─── Dataset excerpts ───

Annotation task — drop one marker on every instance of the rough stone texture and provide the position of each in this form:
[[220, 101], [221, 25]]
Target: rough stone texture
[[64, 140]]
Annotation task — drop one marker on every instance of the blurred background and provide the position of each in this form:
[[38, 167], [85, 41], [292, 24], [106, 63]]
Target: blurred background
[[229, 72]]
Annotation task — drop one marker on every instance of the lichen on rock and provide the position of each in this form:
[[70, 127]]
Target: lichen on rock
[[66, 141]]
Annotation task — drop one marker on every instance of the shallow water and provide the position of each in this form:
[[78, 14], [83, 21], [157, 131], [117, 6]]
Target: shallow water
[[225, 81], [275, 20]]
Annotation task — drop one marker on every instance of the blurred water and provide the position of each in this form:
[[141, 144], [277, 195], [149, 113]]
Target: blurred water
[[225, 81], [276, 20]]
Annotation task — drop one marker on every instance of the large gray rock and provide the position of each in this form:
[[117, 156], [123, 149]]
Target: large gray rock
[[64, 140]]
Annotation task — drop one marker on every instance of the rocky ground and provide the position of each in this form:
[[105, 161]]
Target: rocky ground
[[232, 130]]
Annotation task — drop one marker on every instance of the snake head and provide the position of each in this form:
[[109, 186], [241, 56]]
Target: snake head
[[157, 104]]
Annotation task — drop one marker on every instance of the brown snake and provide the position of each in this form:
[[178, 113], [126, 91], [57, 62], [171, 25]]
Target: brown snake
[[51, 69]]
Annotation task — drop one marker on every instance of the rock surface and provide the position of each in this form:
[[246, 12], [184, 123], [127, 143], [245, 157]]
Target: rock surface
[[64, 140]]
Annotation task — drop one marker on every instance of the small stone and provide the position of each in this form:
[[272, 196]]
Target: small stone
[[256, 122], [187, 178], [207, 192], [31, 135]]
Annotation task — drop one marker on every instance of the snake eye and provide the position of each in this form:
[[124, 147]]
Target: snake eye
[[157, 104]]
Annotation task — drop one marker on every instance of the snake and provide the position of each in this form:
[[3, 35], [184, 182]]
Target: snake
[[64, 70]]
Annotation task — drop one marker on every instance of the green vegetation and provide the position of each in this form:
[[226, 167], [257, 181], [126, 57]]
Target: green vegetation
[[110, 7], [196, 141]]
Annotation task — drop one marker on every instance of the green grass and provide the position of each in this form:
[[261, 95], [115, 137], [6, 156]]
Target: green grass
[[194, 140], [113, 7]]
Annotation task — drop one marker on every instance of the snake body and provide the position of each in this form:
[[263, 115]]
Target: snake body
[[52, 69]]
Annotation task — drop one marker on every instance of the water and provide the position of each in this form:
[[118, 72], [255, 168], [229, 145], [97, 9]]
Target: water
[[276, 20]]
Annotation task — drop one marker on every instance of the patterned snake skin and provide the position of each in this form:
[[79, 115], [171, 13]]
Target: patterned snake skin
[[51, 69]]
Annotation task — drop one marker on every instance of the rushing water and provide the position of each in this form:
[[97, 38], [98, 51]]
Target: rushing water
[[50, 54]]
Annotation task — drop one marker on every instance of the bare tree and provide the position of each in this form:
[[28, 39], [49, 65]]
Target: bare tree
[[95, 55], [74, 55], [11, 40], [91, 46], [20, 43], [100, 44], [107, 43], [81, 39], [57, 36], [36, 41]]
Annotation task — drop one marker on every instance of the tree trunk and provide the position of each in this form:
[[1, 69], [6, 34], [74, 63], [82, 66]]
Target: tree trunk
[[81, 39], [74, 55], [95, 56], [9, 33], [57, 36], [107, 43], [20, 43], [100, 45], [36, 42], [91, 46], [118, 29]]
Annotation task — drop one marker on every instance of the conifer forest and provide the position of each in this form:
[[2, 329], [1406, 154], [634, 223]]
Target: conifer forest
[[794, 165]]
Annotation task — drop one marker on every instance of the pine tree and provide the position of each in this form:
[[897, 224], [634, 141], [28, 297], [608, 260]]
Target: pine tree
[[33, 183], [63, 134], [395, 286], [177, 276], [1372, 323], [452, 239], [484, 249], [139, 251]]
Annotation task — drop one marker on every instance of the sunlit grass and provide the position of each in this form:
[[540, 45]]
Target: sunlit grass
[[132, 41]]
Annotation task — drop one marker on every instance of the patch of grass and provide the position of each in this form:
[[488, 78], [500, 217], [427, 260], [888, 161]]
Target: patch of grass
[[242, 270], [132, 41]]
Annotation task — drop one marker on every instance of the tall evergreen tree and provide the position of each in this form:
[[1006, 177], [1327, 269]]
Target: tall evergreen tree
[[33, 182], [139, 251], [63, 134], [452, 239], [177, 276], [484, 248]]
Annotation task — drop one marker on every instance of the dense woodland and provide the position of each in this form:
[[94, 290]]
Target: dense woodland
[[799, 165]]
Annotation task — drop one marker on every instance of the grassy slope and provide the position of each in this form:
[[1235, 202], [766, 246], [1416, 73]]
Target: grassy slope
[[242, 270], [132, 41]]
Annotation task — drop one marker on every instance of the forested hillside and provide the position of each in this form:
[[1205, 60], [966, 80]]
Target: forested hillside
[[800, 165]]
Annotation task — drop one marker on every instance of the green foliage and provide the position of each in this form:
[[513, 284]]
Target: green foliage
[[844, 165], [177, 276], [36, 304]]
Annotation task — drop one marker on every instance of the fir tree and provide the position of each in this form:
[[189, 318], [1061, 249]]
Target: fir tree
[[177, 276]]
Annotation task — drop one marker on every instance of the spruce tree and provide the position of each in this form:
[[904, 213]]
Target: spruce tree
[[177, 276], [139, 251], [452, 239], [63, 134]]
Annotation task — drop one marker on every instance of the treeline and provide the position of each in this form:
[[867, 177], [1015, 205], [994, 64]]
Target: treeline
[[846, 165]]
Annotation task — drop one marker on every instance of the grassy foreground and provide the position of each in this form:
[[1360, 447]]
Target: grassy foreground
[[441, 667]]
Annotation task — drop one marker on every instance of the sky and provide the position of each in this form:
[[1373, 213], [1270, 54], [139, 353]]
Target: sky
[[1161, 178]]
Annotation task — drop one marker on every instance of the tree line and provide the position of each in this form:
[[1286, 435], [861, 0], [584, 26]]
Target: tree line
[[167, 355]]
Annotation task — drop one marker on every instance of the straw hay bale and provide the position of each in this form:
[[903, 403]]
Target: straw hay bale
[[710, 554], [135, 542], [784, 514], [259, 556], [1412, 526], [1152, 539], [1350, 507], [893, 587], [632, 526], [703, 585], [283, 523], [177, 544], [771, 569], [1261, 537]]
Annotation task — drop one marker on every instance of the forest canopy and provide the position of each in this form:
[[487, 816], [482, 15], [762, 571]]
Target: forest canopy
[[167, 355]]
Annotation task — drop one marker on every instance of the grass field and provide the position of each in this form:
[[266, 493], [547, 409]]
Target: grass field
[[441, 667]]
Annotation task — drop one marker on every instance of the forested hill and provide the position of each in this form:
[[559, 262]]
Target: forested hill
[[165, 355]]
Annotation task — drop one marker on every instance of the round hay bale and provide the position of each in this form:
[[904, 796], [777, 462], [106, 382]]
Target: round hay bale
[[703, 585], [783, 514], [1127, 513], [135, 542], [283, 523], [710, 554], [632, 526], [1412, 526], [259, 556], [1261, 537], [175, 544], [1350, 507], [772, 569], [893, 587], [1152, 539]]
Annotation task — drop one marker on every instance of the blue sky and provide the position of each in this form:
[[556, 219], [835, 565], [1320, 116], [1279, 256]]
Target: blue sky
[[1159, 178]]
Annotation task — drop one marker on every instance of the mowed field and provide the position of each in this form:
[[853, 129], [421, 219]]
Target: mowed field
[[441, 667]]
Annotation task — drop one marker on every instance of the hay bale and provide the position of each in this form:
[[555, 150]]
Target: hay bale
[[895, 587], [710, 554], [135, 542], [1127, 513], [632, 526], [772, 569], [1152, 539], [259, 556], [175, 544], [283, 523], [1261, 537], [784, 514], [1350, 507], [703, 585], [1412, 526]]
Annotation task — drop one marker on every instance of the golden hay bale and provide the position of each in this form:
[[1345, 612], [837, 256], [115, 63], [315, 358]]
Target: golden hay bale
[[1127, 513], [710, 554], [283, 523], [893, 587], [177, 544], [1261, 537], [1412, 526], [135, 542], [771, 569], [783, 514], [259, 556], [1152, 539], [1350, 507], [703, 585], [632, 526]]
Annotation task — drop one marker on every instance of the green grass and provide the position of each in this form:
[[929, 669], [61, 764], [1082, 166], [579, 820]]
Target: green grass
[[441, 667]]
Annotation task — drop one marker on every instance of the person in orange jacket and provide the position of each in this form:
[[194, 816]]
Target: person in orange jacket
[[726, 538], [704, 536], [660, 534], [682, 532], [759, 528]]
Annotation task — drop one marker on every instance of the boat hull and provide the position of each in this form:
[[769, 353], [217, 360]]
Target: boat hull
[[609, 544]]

───

Objective: Output the part of the data that opens with the line containing "of the pine" and closes with the line containing "[[846, 165]]", both included, as a JSON list of strings with one string per line and blank lines left out.

Answer to the exercise:
[
  "Annotation task — drop one marker on every instance of the pine tree and provide the position of each in this form:",
  "[[897, 224], [634, 141], [28, 297], [608, 260]]",
  "Target: pine tree",
  "[[33, 183], [63, 134], [395, 286], [177, 276], [1372, 323], [452, 239], [484, 249], [139, 251]]",
  "Annotation task — drop one marker on every instance of the sunlit grass and provide the position of each in this form:",
  "[[540, 45]]",
  "Target: sunlit grass",
  "[[132, 41]]",
  "Annotation task — drop one marker on every instance of the patch of grass and provide the position of each in this form:",
  "[[488, 78], [500, 217], [427, 260], [888, 161]]",
  "Target: patch of grass",
  "[[242, 270], [132, 41]]",
  "Annotation task — drop one marker on every instance of the tall evergreen tree and provide the position of each in this form:",
  "[[1006, 177], [1327, 269]]",
  "Target: tall evergreen tree",
  "[[33, 182], [139, 251], [63, 134], [452, 239], [177, 276], [484, 248]]",
  "Annotation task — drop one marker on every instance of the dense woodland and provide the position of each in this form:",
  "[[94, 290]]",
  "Target: dense woodland",
  "[[799, 165]]",
  "Annotation task — drop one marker on every instance of the grassy slope and provide the position of each in this form:",
  "[[1235, 202], [766, 246], [1416, 73]]",
  "Target: grassy slope",
  "[[242, 270], [132, 41]]",
  "Annotation task — drop one marker on every instance of the forested hillside and provide the position of each in this form:",
  "[[1205, 60], [966, 80]]",
  "Target: forested hillside",
  "[[800, 165]]",
  "Annotation task — drop one marker on every instance of the green foliage and provide the position of each in this form:",
  "[[513, 284]]",
  "Target: green foliage",
  "[[844, 165], [177, 276], [36, 304]]",
  "Annotation task — drop one marker on every instance of the fir tree and provide the position of each in this form:",
  "[[189, 318], [1061, 249]]",
  "Target: fir tree",
  "[[177, 276]]",
  "Annotation task — drop one marker on every instance of the spruce tree and provide the position of each in this form:",
  "[[904, 213]]",
  "Target: spruce tree",
  "[[177, 276], [139, 251], [452, 239], [63, 134]]",
  "Annotation task — drop one marker on every instance of the treeline and provide the position of each in this form:",
  "[[867, 177], [1015, 205], [994, 64]]",
  "Target: treeline",
  "[[846, 165]]"
]